##### TEXT EXCERPT

Health Care for All

By Zach Krings

 

FLAGSTAFF, Ariz. – With the fate of the entire U.S. health care system hanging in the balance, many doctors have voiced concern, or praise, for the current health care reform bill. But no matter what their stance, many agree that something must be done to bring change to a broken system.

The present bill proposes to make this change by providing affordable medical care to all Americans. This will be done by providing competition in the health care marketplace, placing restrictions on insurance companies, and slowing sharply rising costs.

“In short, the problem is lack of affordable, universal access to medical care,” said Dr. Carl Shrader, who has been practicing medicine in Flagstaff for 43 years.

If the bill is passed by the Senate, and signed by President Obama, then health care would be virtually universal. According to the Congressional Budget Office, the bill would insure 96 percent of Americans.

“If we can spend all this money to drop bombs on other countries,” said Dr. Carroll Wheat, a Phoenix general practitioner, “then why can’t we afford to give everybody health care?”

##########

WHAT YOU WILL DO
A: Retype the part of the health care reform article from "The present bill" to "for 43 years.".
B: Extend the article on the health care reform bill by picking up after its final sentence.
The rows below the health care article were taken from a separate source.

##### RAW DATA

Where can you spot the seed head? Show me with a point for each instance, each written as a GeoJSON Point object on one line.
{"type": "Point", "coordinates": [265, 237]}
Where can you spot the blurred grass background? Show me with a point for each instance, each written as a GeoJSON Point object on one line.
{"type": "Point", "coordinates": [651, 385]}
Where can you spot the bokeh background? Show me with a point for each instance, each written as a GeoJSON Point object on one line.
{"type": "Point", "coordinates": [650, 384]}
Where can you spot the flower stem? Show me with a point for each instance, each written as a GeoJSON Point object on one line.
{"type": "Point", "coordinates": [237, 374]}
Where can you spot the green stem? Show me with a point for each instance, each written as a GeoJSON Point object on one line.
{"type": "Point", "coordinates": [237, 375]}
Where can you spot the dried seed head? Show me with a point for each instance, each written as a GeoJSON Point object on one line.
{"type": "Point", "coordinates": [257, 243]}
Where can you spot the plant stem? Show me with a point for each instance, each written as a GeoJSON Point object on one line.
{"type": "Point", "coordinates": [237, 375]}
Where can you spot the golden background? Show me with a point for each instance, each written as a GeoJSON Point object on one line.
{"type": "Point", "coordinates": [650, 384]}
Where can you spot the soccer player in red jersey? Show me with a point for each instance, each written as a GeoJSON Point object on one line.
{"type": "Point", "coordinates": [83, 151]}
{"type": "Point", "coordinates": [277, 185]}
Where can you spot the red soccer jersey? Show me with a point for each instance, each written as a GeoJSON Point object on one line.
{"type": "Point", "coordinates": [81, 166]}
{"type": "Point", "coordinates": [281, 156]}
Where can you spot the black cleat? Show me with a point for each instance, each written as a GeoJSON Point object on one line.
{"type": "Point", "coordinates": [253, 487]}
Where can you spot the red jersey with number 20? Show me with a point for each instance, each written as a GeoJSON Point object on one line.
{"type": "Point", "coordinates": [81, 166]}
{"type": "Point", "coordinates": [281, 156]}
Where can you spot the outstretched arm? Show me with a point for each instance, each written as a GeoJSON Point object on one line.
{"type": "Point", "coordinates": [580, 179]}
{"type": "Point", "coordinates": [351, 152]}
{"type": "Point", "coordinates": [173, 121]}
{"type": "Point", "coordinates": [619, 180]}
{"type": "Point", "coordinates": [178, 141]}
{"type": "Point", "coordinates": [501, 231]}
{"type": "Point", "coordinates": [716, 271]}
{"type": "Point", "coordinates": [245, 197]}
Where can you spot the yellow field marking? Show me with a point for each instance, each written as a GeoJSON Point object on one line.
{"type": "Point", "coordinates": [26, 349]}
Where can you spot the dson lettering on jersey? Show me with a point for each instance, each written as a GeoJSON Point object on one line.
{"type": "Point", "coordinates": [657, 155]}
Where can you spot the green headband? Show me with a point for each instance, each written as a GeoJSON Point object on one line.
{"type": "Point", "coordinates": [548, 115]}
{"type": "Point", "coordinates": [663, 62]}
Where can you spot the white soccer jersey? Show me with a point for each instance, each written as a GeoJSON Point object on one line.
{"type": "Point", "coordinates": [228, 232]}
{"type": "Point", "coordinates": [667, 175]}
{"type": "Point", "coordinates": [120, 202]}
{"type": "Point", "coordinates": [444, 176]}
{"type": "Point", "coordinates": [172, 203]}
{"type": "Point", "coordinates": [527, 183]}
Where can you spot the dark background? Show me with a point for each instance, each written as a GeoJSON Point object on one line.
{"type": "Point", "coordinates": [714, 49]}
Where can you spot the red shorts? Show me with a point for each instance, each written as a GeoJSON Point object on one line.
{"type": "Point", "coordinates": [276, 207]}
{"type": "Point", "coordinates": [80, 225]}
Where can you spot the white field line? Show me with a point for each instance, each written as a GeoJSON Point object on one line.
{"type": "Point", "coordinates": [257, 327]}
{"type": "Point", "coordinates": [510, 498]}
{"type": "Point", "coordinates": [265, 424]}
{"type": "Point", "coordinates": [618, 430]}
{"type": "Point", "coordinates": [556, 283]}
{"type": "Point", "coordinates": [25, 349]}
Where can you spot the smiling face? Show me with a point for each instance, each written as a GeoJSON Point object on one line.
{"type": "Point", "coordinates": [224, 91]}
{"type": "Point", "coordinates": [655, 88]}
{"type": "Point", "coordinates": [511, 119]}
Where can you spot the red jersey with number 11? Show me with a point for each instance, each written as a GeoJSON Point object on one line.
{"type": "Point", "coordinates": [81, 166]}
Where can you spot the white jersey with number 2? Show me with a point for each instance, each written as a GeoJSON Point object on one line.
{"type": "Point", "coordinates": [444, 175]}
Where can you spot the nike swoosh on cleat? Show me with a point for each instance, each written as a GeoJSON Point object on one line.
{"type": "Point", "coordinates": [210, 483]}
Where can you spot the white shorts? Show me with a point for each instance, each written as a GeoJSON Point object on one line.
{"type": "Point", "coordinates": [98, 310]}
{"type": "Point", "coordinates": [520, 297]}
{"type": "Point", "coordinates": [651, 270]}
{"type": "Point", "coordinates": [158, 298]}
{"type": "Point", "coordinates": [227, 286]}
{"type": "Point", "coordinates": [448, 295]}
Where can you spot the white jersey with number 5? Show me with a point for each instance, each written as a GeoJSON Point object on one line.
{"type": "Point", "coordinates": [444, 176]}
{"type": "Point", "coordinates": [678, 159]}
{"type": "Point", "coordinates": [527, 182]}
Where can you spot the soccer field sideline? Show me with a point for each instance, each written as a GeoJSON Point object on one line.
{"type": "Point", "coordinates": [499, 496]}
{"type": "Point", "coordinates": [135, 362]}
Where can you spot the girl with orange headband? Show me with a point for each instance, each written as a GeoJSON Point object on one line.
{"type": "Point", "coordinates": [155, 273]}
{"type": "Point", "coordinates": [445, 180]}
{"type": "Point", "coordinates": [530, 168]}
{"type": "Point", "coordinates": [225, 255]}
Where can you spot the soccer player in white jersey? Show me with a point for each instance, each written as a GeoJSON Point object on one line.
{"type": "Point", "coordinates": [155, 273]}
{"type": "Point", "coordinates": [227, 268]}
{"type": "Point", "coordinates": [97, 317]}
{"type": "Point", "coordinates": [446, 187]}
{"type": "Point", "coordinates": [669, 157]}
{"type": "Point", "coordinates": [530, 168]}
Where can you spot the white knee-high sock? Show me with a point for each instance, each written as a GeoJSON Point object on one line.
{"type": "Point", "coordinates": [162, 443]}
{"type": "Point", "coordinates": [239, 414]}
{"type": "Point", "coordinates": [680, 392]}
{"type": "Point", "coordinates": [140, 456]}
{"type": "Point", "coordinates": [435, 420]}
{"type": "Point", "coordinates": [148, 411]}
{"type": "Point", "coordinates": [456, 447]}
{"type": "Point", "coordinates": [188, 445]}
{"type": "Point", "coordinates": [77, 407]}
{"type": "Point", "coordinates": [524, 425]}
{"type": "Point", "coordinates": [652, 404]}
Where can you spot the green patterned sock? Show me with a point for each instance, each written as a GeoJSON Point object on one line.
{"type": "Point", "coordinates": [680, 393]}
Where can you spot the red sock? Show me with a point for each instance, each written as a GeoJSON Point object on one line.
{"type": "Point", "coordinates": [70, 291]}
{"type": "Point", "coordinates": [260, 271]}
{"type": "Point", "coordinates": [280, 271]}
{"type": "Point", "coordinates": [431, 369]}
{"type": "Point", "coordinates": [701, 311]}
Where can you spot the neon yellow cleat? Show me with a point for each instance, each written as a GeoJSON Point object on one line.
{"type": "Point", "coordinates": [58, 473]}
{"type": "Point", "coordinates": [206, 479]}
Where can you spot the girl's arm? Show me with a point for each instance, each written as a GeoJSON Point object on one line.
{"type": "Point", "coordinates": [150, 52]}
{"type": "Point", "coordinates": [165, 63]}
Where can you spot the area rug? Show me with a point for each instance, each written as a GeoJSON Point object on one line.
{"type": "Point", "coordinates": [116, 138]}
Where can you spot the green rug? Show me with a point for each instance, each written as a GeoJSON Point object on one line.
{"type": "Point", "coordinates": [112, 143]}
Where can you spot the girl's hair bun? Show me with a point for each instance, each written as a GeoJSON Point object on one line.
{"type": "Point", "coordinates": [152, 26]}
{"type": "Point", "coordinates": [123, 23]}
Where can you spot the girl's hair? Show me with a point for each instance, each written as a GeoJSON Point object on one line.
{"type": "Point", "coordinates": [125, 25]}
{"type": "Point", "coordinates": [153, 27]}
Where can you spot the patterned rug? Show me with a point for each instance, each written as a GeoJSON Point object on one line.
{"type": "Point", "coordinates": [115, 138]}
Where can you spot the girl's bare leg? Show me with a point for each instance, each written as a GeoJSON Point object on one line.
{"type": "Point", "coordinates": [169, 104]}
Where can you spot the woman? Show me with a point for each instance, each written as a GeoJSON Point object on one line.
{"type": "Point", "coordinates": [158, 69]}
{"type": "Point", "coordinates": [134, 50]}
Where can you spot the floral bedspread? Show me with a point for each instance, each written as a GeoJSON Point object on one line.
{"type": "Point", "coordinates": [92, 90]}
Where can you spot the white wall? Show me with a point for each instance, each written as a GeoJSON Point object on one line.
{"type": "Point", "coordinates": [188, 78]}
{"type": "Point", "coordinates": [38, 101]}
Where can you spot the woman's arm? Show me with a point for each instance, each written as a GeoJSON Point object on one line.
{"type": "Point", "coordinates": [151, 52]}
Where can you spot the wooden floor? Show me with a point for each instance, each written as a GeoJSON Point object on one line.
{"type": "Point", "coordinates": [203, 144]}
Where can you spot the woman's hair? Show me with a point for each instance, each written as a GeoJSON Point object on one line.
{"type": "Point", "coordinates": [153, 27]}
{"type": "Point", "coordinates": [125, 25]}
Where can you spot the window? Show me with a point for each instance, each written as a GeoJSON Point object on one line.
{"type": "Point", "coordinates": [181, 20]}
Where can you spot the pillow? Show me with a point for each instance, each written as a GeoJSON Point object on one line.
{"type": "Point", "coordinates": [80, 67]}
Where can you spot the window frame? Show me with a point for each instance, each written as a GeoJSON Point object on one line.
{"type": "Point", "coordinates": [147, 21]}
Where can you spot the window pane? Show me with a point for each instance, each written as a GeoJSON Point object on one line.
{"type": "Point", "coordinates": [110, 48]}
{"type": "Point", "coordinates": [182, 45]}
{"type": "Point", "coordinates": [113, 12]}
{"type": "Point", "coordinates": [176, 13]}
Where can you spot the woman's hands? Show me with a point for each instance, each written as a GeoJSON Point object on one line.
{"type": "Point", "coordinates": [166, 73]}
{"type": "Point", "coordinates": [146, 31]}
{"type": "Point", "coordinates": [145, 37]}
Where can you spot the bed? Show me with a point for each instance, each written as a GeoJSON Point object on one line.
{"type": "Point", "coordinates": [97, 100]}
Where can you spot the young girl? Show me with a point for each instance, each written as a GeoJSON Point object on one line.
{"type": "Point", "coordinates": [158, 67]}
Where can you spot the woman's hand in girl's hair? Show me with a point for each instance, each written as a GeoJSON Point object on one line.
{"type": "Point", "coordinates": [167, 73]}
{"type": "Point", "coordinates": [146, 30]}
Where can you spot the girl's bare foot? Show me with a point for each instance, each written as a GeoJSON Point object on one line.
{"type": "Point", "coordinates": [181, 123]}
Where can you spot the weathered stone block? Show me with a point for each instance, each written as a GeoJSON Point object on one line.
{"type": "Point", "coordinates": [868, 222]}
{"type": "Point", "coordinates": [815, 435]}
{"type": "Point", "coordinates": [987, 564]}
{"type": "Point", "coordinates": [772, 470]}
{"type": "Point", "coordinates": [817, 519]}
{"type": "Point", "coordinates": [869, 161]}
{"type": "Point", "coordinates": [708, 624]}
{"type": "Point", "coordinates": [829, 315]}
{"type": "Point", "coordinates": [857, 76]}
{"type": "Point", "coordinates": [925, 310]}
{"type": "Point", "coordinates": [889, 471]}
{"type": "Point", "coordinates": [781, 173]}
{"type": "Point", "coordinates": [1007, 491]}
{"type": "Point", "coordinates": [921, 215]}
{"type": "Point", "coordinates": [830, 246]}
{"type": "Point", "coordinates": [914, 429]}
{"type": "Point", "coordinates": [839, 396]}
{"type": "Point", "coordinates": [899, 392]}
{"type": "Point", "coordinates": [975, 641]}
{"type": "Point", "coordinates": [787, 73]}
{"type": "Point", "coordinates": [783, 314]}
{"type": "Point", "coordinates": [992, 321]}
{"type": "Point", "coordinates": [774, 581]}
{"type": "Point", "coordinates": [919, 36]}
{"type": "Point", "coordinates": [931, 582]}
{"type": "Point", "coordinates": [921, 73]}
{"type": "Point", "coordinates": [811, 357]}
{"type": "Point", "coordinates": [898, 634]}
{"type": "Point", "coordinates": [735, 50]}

##########

RESULTS FOR THE EXERCISE
A:
The present bill proposes to make this change by providing affordable medical care to all Americans. This will be done by providing competition in the health care marketplace, placing restrictions on insurance companies, and slowing sharply rising costs.

“In short, the problem is lack of affordable, universal access to medical care,” said Dr. Carl Shrader, who has been practicing medicine in Flagstaff for 43 years.

B:
Dr. Eric Henley of North Country HealthCare in Flagstaff believes that one of the main reasons 45 million are uninsured is because the system has been dominated by specialists, such as cardiologists and pediatricians. The way to reduce costs is to get more doctors to go into general practice, he said.

“We need more family doctors,” Shrader agreed. “Specialists charge high premiums, yet [family doctors] can treat 95 percent of the things they come across.”

This explosion of general practitioners would help reduce wait times at doctors’ offices, which is expected to get worse if the reform passes. In fact, many health care providers in Flagstaff, especially North Country, currently already have difficulty seeing all their patients on a daily basis.

“It’s a chaotic system,” Henley said. “If we get health care reform, the uninsured rate will drop a chunk.”

If this happens, the demand for services will increase, and add tension to an already strained Flagstaff system. That is unless more general practitioners enter the field. Henley said that this access is one of the biggest problems that Flagstaff, and the health care system in general, is plagued with.

Shrader thinks that the government should subsidize medical students’ schooling, as long as the students agree to practice for a minimum of five years as general practitioners. This way, residents of Flagstaff, and the country, would receive the care they need. This would be a similar model to what the military currently does for medical officers.

“Thirteen percent of doctors last year signed up for family doctor positions,” Shrader said.

At this rate, the American Academy of Family Physicians expects a deficit of 40,000 family doctors by 2020. Rural towns, and small cities such as Flagstaff, are expected to be hit the hardest by this shortage.

“Reform will pass,” Henley says, “I’m pretty confident we’ll get something…it won’t be optimal” but it will be something. You have to start somewhere.